** TEXT SEGMENT follows **

Over the weekend the subject came up of faith in God and a one on one relationship with God, and the simple meeting of mass obligations, including holy days of obligation. For non-catholic readers, the holy days of obligation are days required by the Church that all Catholics attend mass. There aren’t many of them, and a rather large number of catholics only go to mass on those days. There is a large number who attend mass every Sunday. There is a smaller number who attend mass every day.
No matter your denomination the practice of your faith is an outward sign, but what of the inner transformation that comes from the one to one relationship with God? There is a wonderful icon showing a ladder with monks ascending up to heaven and others falling off the ladder into hell. The ones falling are in the hands of demons, with wings naturally. I believe, but not sure, that it is called the ladder of perfection. You ascend this ladder by humility, and fall off of it by pride.
A recent conversation with a friend uncovered a mutual frustration with our inability to share fully the faith we have with those who want no more religious activity than going to Sunday mass. We both wondered why? Why is it that some people do just what is required while others have such an intense longing and desire for God that it consumes our lives?
I am as far from a saint as it is possible to get, but my life is consumed with desire to know God and be as close to God as I can possibly be. If this desire exists in me, a sinner, then why doesn’t it exist in the person next to me? I tried for years to share my enthusiasm with others, actually trying to give them the same type of faith experience as my own, until I realized that God issues a call to each one of us, a call to faith. This is where the Blessed Virgin Mary is our prime example, when the angel appeared to her she said “Yes.”
So it is with us when God stirs our souls and we have the chance to respond to God with either yes, or not yet, or flat out no. Why this happens can only be due to the person, for God desires us far more than we desire God. I could fill this page with a plethora of quotes from saints who say the same thing: God’s desire for us is unquenchable.
I believe that part of the problem is that being invisible, God is easily turned into an abstraction, something nice to believe, but not something you’re willing to turn over your life to God’s hands. A priest friend told me once that he asked several people what they thought would happen if they said, “I give myself totally to your will, do with me what you will.” The answer? “I would get cancer.”
Now where on earth do people come up with that idea? Bl. Teresa of Calcutta gave her life to God’s hands and she did not get cancer. St. Maximilian Kolbe died in a concentration camp, not from cancer. True, he died for taking a stand against the Nazi’s intention to starve a man to death who had a family, Maximilian said “take me instead of him.” Is that what we fear? That if we turn our life and control of our life over to God that God will kill us?

** End of TEXT SEGMENT **
** ENTRIES SHOWN follows **

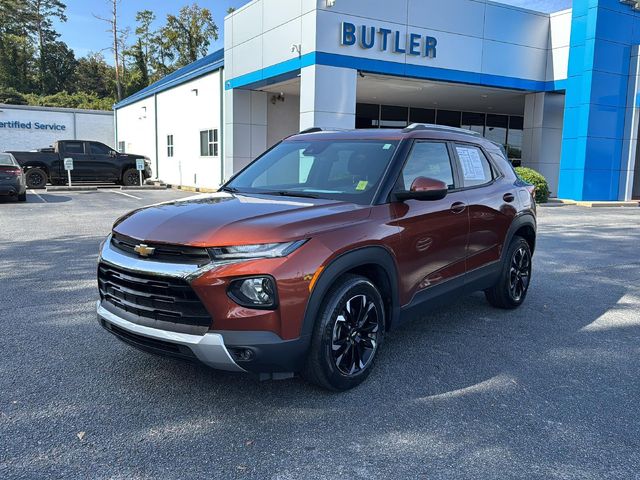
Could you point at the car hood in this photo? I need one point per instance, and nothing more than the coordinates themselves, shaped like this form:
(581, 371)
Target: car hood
(223, 219)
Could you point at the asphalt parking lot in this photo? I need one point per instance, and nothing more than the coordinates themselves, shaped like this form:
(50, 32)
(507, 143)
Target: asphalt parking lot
(548, 391)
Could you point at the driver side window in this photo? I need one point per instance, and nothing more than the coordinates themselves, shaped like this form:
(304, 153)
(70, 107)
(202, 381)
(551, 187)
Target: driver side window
(430, 160)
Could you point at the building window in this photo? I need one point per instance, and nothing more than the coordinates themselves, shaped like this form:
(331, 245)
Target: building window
(209, 143)
(169, 145)
(393, 117)
(496, 130)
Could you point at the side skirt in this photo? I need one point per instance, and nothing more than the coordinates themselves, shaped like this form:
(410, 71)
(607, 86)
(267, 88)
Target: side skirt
(429, 299)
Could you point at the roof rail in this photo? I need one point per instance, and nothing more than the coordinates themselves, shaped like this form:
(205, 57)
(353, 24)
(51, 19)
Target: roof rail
(429, 126)
(310, 130)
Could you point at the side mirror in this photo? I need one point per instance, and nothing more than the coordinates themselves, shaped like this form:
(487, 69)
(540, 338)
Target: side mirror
(424, 188)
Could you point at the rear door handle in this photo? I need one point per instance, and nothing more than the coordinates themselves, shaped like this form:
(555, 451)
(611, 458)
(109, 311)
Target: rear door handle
(458, 207)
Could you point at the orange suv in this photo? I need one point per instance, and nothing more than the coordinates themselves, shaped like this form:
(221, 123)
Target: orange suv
(306, 258)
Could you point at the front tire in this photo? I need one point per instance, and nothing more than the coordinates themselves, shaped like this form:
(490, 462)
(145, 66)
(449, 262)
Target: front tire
(36, 178)
(131, 178)
(347, 335)
(512, 287)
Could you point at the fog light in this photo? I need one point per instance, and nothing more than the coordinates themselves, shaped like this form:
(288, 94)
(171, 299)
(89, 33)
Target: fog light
(256, 292)
(242, 354)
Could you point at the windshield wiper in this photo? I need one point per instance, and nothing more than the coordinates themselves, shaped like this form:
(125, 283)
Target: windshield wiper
(287, 193)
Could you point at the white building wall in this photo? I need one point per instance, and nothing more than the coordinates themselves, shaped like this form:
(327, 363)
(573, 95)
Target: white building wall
(283, 118)
(135, 125)
(185, 111)
(182, 111)
(70, 124)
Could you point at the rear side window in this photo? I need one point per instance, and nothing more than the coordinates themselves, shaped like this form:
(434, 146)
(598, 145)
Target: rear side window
(99, 149)
(476, 169)
(431, 160)
(74, 147)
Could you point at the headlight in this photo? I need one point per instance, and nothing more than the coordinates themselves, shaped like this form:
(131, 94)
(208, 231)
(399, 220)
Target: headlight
(256, 292)
(264, 250)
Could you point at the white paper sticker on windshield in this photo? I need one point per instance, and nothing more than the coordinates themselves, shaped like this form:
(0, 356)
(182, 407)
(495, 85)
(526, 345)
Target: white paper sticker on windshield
(472, 168)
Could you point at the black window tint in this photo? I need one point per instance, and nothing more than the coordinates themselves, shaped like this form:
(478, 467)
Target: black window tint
(428, 159)
(99, 149)
(367, 115)
(448, 117)
(422, 115)
(74, 147)
(475, 167)
(393, 117)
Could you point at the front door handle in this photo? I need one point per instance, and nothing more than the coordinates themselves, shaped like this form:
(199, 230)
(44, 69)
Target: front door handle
(458, 207)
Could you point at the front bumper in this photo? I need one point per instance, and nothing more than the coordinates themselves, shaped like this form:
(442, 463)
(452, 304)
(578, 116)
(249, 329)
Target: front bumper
(208, 348)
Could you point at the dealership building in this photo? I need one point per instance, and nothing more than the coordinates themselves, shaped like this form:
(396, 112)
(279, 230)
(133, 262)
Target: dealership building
(560, 90)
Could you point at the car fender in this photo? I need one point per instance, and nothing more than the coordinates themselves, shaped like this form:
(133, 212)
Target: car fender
(525, 219)
(340, 265)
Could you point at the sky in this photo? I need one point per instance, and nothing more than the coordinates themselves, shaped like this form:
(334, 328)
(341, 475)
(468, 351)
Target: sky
(84, 33)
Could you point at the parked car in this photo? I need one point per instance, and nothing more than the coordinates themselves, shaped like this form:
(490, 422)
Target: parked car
(311, 254)
(92, 161)
(12, 181)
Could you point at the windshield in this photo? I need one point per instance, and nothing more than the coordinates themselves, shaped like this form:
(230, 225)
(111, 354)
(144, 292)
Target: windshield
(348, 170)
(7, 159)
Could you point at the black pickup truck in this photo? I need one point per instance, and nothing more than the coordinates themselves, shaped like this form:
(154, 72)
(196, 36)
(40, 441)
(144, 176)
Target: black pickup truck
(92, 161)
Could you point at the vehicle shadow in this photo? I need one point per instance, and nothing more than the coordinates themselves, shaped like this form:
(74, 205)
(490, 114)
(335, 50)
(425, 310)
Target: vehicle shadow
(547, 390)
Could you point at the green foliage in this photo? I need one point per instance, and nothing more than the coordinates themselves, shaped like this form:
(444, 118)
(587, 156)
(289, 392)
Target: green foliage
(36, 68)
(71, 100)
(190, 33)
(11, 96)
(536, 179)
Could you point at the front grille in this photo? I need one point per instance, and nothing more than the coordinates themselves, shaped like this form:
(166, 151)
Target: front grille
(160, 302)
(163, 252)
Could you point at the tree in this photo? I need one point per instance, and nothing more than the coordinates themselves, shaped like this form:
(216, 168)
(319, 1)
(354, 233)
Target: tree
(16, 48)
(59, 66)
(42, 13)
(190, 33)
(93, 74)
(112, 21)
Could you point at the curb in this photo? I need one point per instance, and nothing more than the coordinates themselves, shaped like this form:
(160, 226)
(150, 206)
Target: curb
(145, 187)
(72, 189)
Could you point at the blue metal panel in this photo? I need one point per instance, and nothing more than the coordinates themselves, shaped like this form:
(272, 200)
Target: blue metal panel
(251, 80)
(207, 64)
(602, 33)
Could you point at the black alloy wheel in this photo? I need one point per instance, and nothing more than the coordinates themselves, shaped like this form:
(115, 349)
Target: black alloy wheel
(348, 332)
(515, 277)
(520, 273)
(131, 178)
(355, 330)
(36, 178)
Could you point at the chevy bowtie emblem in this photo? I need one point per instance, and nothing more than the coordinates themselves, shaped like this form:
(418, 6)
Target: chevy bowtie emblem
(144, 250)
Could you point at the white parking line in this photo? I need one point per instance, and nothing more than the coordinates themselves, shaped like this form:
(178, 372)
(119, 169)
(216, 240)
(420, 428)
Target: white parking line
(120, 192)
(34, 193)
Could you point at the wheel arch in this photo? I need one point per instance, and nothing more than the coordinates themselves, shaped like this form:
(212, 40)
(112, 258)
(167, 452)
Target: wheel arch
(524, 226)
(375, 263)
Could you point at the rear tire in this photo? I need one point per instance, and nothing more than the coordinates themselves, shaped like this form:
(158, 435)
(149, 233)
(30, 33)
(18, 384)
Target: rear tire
(36, 178)
(347, 335)
(512, 287)
(131, 178)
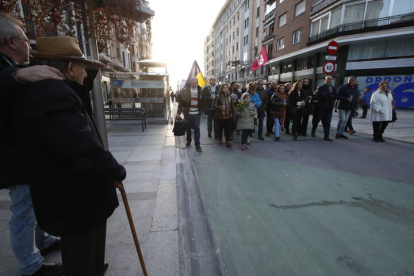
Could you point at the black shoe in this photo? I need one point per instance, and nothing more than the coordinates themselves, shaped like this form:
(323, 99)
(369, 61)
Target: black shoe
(49, 269)
(56, 245)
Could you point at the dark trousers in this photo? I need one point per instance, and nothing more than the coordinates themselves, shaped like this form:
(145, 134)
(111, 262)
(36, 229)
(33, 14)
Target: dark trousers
(304, 123)
(348, 125)
(245, 135)
(296, 116)
(364, 111)
(194, 124)
(226, 125)
(287, 119)
(233, 127)
(84, 255)
(269, 122)
(326, 117)
(379, 128)
(210, 121)
(260, 117)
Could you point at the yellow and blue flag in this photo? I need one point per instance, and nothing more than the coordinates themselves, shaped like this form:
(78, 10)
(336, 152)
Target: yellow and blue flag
(196, 72)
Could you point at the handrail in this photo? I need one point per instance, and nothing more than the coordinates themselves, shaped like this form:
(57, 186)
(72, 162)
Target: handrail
(362, 25)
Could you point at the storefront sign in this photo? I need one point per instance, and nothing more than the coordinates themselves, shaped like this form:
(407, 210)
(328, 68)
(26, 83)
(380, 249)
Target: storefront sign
(138, 84)
(401, 85)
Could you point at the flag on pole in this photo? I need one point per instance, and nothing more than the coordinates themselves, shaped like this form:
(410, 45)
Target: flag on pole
(260, 60)
(195, 72)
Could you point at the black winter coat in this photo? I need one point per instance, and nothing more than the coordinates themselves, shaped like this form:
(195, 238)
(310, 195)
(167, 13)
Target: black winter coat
(326, 95)
(72, 175)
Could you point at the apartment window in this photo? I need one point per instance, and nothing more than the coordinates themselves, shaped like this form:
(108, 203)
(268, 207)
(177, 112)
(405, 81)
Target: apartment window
(297, 36)
(300, 8)
(282, 19)
(281, 44)
(320, 25)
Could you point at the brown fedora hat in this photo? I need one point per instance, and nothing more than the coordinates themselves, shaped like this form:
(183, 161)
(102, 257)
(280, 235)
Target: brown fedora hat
(62, 48)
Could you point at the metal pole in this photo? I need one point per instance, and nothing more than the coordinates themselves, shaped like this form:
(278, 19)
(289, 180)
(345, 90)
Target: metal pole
(97, 98)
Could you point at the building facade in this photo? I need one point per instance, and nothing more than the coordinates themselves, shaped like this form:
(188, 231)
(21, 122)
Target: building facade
(234, 41)
(374, 38)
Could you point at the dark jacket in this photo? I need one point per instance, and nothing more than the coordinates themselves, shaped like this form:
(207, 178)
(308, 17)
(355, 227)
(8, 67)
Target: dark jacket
(294, 98)
(264, 98)
(185, 101)
(228, 103)
(308, 109)
(72, 175)
(208, 103)
(9, 90)
(326, 95)
(276, 102)
(345, 92)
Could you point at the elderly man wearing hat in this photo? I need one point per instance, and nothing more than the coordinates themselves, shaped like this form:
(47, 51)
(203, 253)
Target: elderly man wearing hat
(28, 241)
(72, 175)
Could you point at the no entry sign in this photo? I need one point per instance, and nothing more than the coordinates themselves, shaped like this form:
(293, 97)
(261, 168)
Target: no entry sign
(328, 67)
(333, 47)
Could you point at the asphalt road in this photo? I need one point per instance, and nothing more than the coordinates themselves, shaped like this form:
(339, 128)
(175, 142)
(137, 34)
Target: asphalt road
(311, 207)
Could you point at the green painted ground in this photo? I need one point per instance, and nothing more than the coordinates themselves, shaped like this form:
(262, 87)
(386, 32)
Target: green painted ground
(285, 218)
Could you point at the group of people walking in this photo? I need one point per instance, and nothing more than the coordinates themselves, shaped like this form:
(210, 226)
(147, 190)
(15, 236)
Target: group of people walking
(287, 107)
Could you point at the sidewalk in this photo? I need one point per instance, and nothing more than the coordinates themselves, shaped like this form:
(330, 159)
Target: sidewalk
(149, 158)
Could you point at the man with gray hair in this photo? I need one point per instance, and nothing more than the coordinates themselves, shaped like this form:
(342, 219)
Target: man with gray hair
(191, 105)
(209, 93)
(26, 237)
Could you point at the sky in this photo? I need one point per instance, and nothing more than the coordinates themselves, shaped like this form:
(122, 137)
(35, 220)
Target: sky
(179, 29)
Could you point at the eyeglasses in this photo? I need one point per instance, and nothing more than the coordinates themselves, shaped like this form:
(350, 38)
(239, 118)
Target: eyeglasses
(22, 39)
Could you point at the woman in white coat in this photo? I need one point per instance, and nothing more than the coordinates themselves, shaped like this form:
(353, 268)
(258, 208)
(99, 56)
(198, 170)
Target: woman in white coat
(381, 110)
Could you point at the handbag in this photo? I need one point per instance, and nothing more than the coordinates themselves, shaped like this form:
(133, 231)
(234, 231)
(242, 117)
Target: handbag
(394, 115)
(276, 113)
(180, 126)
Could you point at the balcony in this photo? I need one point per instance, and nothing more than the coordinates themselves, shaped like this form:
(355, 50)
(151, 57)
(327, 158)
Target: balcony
(269, 16)
(321, 5)
(384, 23)
(268, 39)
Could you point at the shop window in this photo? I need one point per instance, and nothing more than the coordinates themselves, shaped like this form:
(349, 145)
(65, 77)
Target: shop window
(281, 44)
(403, 7)
(282, 20)
(300, 8)
(297, 36)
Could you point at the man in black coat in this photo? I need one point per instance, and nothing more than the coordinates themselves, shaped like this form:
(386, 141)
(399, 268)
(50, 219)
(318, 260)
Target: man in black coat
(14, 76)
(347, 96)
(72, 175)
(191, 104)
(326, 95)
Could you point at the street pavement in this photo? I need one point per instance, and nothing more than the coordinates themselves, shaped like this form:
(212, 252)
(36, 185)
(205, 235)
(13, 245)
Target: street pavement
(305, 207)
(312, 207)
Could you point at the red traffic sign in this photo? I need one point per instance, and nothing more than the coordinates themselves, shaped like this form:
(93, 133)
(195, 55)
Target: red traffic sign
(328, 67)
(333, 47)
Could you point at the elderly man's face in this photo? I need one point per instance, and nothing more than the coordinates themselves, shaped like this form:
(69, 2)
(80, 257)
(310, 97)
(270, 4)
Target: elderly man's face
(22, 47)
(77, 72)
(194, 82)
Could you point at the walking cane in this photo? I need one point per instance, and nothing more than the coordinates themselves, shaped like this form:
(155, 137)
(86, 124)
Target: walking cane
(120, 186)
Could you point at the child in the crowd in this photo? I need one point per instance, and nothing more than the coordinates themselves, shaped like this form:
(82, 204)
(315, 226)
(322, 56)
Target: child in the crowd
(246, 112)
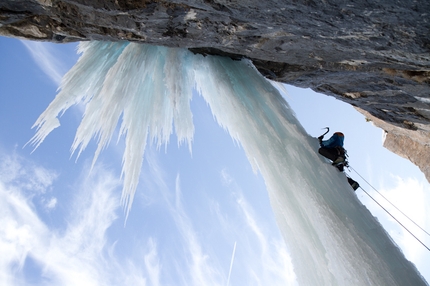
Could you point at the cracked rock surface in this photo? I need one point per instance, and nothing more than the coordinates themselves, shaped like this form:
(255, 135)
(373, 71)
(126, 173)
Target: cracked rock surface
(374, 55)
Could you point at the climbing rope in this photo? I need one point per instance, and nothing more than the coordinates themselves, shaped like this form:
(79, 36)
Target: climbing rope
(389, 212)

** End of ENTRIES SHOWN **

▶ _PROBLEMS TO SOLVE_:
1. In the essay on faith, what virtue lets a person ascend the ladder shown in the icon?
2. Reproduce word for word everything in the essay on faith from "So it is with" down to "us is unquenchable.".

▶ _PER-TASK ANSWERS_:
1. Humility

2.
So it is with us when God stirs our souls and we have the chance to respond to God with either yes, or not yet, or flat out no. Why this happens can only be due to the person, for God desires us far more than we desire God. I could fill this page with a plethora of quotes from saints who say the same thing: God’s desire for us is unquenchable.